§ **Work order**
According to the biofuel article, what minimum level of renewables in transport by 2030 does the joint declaration ask policy makers to set?

§ **Selected extract**

:::::

Biofuels Digest - Wed, 04/25/2018 - 4:53pm

In Belgium, “Long term sustainable solution in line with market realities” – is the message from the Visegrad 4+3 group representing the biofuel industry in seven Central European countries in a joint declaration to the RED 2 Directive trilogue process published Wednesday. The group represents biofuel associations and 31 biofuel companies from Poland, Czech Republic, Hungary, Slovakia, Lithuania, Latvia and Bulgaria.

The joint declaration calls on policy makers to ensure the use of proven crop based biofuels is not reduced or capped and to set a minimum 12% level of actual (not multiple counted) renewables in transport by 2030. It advocates reasonable policy support for advanced biofuels. It adds that multiple counting supports fossil fuel, increases oil’s market share in transport, leads to higher GHG emissions and precludes private investments in renewables.

“Our investments are, quite simply, responsible for basically all of the GHG savings in our region’s transport sector in the past decade. It makes no sense to put these jobs or that oil displacement at risk. With a grounded RED II, we would continue to invest, including in exactly the advanced biofuels that everyone is hoping will flourish and become viable in coming years. With a bad policy — we will not invest,” the joint declaration said. The V4+3 organizations supply chains involve 500,000 people in their rural regions, all of whose livelihoods are put at risk by any proposal whose practical impact will be to reduce the use of safe, sustainable EU-grown crops in domestic EU biofuels production.

“Crop-based biofuels currently play a key role in decarbonizing transport: they effectively reduce GHG emissions, bring protein rich animal feed of high quality, and directly displace imported fossil fuels. They are the first step, and the foundation, for further transport decarburization.  No proposal to force them out of the market or reduce their consumption should be entertained” said Ferenc Hódos of the Hungarian Ethanol Association.

“We propose reasonable and realistic phasing in of advanced biofuels, on the top of crop-based biofuels; taking cost, sustainability and viability criteria into account.” said Zuzana Jakubičková, Director of Legal Affairs, Slovakian Biofuels Association.

:::::

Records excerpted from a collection
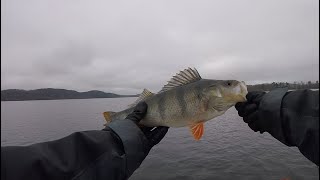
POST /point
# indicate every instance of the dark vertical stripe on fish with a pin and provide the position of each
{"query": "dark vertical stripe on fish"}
(161, 104)
(180, 93)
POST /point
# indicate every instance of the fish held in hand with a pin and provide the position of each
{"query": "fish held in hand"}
(187, 100)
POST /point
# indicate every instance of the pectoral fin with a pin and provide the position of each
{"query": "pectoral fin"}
(197, 130)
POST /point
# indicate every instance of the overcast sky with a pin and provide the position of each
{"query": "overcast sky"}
(125, 46)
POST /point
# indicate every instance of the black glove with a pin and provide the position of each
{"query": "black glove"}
(249, 111)
(153, 134)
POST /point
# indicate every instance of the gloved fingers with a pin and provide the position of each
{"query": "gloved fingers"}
(157, 135)
(145, 130)
(254, 126)
(251, 117)
(255, 96)
(240, 106)
(246, 109)
(138, 113)
(250, 108)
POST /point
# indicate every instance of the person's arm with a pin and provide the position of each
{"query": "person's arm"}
(112, 153)
(291, 117)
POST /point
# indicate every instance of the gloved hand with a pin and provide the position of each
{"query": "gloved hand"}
(154, 135)
(249, 111)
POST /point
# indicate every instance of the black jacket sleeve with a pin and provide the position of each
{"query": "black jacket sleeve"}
(112, 153)
(295, 116)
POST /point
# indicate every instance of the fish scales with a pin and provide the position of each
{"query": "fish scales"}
(187, 100)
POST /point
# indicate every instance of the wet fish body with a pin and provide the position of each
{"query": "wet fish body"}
(187, 100)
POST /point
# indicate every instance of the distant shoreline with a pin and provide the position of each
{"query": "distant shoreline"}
(54, 94)
(68, 99)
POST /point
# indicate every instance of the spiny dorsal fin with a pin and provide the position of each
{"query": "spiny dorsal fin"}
(186, 76)
(143, 96)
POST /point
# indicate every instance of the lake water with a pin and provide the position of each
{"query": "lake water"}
(229, 149)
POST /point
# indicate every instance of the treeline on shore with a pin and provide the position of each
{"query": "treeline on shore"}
(291, 86)
(52, 94)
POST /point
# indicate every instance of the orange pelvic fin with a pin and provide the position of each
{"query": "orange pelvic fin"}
(197, 130)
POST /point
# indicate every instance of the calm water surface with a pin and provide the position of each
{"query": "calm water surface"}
(228, 149)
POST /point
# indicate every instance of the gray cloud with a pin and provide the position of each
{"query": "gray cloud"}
(124, 47)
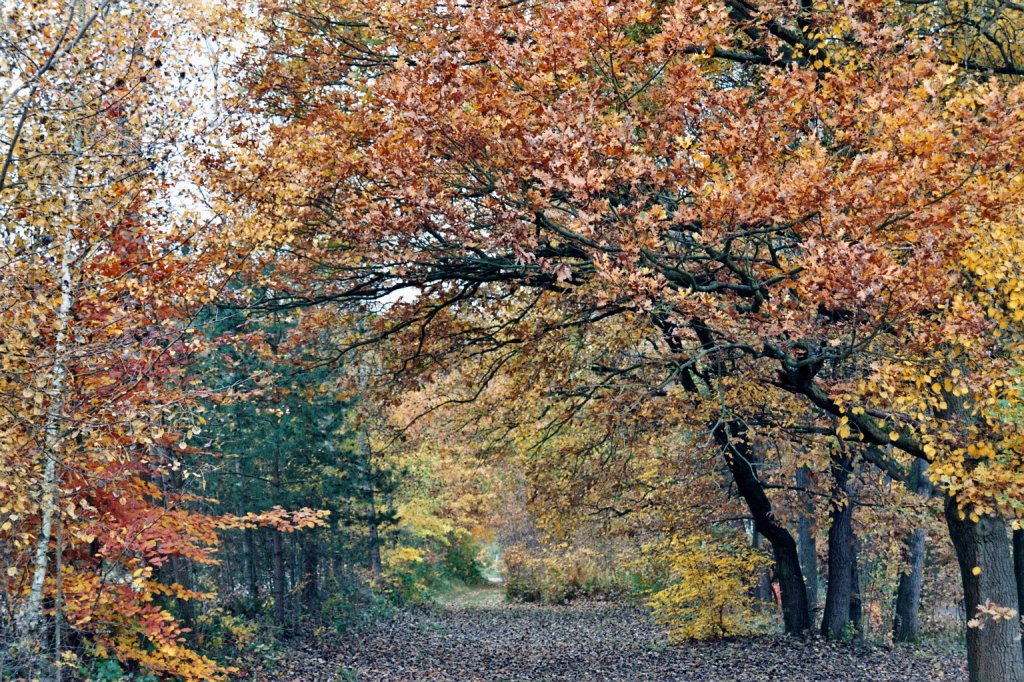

:::::

§ **Answer box**
A minimum 12% level of actual (not multiple counted) renewables in transport by 2030.